== Supplied material ==

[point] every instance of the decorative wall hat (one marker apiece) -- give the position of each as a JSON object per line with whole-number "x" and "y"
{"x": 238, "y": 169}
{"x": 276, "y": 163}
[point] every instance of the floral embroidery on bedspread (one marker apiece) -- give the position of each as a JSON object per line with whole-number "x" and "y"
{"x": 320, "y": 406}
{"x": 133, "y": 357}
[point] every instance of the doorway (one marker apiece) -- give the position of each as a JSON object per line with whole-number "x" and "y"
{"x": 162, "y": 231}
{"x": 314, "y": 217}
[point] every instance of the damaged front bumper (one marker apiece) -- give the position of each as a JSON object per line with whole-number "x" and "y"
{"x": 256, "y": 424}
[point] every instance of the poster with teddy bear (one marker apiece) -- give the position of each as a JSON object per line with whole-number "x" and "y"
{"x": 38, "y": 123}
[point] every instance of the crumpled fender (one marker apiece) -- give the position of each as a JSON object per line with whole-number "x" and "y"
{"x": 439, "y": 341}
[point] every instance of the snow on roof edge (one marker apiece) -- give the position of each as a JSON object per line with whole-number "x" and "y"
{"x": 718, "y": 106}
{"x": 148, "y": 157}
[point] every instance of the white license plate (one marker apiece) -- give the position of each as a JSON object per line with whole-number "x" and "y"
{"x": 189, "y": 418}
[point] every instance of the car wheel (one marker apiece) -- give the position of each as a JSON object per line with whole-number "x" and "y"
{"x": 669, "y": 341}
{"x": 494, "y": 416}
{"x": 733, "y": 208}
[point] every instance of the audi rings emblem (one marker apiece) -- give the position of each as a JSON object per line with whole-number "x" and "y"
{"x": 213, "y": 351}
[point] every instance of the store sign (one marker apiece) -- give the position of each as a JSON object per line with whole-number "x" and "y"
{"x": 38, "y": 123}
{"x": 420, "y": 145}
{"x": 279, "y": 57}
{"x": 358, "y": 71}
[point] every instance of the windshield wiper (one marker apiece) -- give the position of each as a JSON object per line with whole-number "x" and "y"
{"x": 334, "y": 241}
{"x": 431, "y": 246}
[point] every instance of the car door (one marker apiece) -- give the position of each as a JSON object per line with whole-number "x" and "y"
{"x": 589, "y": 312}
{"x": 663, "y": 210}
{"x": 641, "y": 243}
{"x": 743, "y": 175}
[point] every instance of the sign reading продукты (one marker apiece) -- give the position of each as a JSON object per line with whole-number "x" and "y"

===

-- Required work --
Rewrite the data above with "one marker apiece" swapped for "a single marker each" wherever it occurs, changing nothing else.

-- Output for this task --
[point] every instance of the decorative wall hat (a single marker each) -- give the position of each as a JSON object per line with whole-number "x" and "y"
{"x": 238, "y": 169}
{"x": 276, "y": 163}
[point] every instance of the floral embroidery on bedspread (a single marker each) -- give the position of each as a JSON object per line with whole-number "x" and "y"
{"x": 320, "y": 406}
{"x": 133, "y": 357}
[point] every instance of the doorway (a single marker each) -- give the position of each as a JSON object per line with whole-number "x" and "y"
{"x": 162, "y": 231}
{"x": 314, "y": 217}
[point] every instance of the damaged front bumper (a single marker each) -- give the position of each as a JSON object per line with whole-number "x" and "y"
{"x": 256, "y": 424}
[point] every instance of the poster with teddy bear (a single marker each) -- give the position of each as a JSON object per line with whole-number "x" and "y"
{"x": 38, "y": 123}
[point] every instance of the crumpled fender (a single marker each) -- give the position of each as a JSON object per line with whole-number "x" and "y"
{"x": 439, "y": 341}
[point] every instance of the snow on roof edge (a single marker each) -- give the position of each as a JSON object per line with whole-number "x" and "y"
{"x": 718, "y": 106}
{"x": 148, "y": 157}
[point] every instance of the white license plate (a single marker each) -- give the position of each as a JSON object per line with whole-number "x" and "y"
{"x": 189, "y": 418}
[point] every instance of the car wheel (a single marker each) -- give the position of each as a JSON object per line with whole-number "x" and "y"
{"x": 669, "y": 341}
{"x": 494, "y": 416}
{"x": 733, "y": 208}
[point] every instance of the audi rings emblem (a single marker each) -- give the position of each as a JSON object per line with whole-number "x" and "y"
{"x": 213, "y": 351}
[point] every instance of the store sign (a single marker each) -- give the position of each as a JSON object per line with whole-number "x" and "y"
{"x": 38, "y": 123}
{"x": 420, "y": 145}
{"x": 279, "y": 57}
{"x": 358, "y": 71}
[point] every instance of the windshield wiper (a single marker each) -- give the position of each as a JSON object per line with whole-number "x" and "y"
{"x": 334, "y": 241}
{"x": 431, "y": 246}
[point] every instance of the car door (a single marker each) -- give the position of each as a JSON object per line with whole-number "x" and "y"
{"x": 589, "y": 312}
{"x": 663, "y": 210}
{"x": 641, "y": 243}
{"x": 743, "y": 175}
[point] every instance of the sign reading продукты (a single marker each) -- give the position of each as a JSON object per line with whole-number "x" and "y"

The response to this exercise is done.